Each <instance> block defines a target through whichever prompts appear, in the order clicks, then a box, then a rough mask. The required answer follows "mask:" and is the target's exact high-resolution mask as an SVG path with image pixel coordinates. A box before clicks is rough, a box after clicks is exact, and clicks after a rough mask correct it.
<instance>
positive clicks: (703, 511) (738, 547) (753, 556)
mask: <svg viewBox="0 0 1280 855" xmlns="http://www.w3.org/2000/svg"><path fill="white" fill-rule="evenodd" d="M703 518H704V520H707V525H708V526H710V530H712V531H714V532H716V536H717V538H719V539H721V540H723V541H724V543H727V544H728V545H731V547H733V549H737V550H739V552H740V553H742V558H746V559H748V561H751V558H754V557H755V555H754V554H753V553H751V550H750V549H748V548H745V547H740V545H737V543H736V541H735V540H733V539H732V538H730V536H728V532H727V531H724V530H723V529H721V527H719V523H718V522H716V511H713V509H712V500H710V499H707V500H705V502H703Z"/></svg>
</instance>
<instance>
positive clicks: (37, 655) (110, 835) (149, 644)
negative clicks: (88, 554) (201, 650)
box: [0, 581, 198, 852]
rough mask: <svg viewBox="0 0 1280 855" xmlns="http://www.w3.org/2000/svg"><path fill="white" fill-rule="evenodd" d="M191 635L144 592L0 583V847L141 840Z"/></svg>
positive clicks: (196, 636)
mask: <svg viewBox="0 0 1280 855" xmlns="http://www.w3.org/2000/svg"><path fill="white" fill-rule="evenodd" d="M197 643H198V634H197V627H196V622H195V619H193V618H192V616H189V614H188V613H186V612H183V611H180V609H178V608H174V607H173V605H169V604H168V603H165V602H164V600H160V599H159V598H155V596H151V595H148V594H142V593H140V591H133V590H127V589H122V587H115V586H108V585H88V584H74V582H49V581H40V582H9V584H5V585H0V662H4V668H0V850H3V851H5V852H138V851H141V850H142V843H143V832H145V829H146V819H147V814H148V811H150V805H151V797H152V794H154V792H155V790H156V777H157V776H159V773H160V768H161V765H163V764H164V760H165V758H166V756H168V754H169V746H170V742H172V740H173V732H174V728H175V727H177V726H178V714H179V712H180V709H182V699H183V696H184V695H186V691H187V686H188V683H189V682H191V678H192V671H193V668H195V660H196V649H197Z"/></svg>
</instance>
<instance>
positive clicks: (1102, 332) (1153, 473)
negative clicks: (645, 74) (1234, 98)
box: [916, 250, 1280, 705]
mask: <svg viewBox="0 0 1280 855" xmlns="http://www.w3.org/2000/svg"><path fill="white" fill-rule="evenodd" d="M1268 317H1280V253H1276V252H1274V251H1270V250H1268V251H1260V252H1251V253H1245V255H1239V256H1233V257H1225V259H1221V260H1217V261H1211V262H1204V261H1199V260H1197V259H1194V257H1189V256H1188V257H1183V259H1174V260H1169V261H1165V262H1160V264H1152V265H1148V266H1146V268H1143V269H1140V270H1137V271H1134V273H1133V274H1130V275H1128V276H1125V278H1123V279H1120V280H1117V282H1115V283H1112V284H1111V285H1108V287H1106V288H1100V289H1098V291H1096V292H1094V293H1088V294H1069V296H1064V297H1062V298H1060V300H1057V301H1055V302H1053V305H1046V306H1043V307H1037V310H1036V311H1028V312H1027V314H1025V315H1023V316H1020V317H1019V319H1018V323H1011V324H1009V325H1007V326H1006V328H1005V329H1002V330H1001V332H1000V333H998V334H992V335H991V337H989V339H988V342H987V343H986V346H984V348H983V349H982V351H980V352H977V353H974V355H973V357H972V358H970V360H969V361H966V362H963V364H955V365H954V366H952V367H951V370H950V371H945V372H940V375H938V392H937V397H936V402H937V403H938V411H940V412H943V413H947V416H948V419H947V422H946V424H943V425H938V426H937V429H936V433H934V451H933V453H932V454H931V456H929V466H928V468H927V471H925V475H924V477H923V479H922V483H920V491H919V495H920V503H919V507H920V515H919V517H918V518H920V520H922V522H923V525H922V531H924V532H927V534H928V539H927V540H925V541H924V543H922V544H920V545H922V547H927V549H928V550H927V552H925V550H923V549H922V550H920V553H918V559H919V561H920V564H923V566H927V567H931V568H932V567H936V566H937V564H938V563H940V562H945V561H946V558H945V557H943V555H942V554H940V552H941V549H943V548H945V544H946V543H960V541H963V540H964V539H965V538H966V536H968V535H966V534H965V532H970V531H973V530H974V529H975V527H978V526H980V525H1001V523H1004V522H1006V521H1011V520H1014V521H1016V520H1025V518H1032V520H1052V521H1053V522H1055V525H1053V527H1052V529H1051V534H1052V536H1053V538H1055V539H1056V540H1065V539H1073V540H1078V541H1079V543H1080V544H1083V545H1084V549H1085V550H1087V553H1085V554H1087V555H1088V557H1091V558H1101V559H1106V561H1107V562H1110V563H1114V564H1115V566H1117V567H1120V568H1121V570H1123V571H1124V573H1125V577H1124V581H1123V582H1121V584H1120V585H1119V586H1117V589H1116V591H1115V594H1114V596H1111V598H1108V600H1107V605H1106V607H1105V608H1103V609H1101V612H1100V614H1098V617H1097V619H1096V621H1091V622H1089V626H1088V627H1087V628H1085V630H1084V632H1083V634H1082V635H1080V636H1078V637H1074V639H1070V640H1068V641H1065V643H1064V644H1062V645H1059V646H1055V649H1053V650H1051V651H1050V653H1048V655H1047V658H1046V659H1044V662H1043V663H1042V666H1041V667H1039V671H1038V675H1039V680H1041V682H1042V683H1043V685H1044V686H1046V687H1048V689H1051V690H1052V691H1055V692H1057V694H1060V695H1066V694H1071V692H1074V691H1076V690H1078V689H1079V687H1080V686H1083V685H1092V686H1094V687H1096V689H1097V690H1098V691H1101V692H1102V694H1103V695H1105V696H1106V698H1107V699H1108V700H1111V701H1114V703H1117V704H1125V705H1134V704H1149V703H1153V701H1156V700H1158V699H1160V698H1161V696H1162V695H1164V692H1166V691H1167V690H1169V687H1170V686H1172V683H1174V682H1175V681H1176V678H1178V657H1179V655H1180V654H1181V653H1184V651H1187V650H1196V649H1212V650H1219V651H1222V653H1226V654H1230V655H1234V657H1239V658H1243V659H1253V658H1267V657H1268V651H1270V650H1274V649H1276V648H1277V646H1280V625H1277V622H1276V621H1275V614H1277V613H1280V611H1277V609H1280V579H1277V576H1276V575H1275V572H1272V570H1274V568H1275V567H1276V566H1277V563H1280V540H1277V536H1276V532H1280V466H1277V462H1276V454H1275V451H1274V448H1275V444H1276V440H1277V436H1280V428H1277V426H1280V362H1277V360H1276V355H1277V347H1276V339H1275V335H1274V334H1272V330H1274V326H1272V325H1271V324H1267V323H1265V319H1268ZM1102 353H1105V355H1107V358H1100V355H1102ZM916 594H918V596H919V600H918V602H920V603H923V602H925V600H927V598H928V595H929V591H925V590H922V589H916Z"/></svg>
· · · ·
Transcribe, word for word, the data above from its first line through the line with "rough mask: <svg", and include nothing else.

Each <instance> block defines a target through whichever prompts appear, in the order clicks, then a box, then a rough mask. The required answer follows "mask:" and is the target's exact high-resolution mask as an SVG path with image pixel coordinates. A box before clicks is rough, a box after clicks is exact, and clicks after a rough mask correct it.
<instance>
positive clicks: (703, 511) (738, 547) (753, 556)
mask: <svg viewBox="0 0 1280 855" xmlns="http://www.w3.org/2000/svg"><path fill="white" fill-rule="evenodd" d="M703 518H704V520H707V525H708V526H710V530H712V531H714V532H716V536H717V538H719V539H721V540H723V541H724V543H727V544H728V545H731V547H733V549H737V550H739V552H740V553H742V558H746V559H748V561H751V558H754V557H755V555H754V554H753V553H751V550H750V549H748V548H745V547H740V545H737V543H736V541H735V540H733V539H732V538H730V536H728V532H727V531H724V530H723V529H721V527H719V523H718V522H716V511H713V509H712V500H710V499H707V500H705V502H703Z"/></svg>
</instance>
<instance>
positive clicks: (37, 655) (110, 835) (149, 644)
negative clicks: (88, 554) (201, 650)
box: [0, 581, 198, 852]
rough mask: <svg viewBox="0 0 1280 855" xmlns="http://www.w3.org/2000/svg"><path fill="white" fill-rule="evenodd" d="M191 635L144 592L0 583V847L141 840Z"/></svg>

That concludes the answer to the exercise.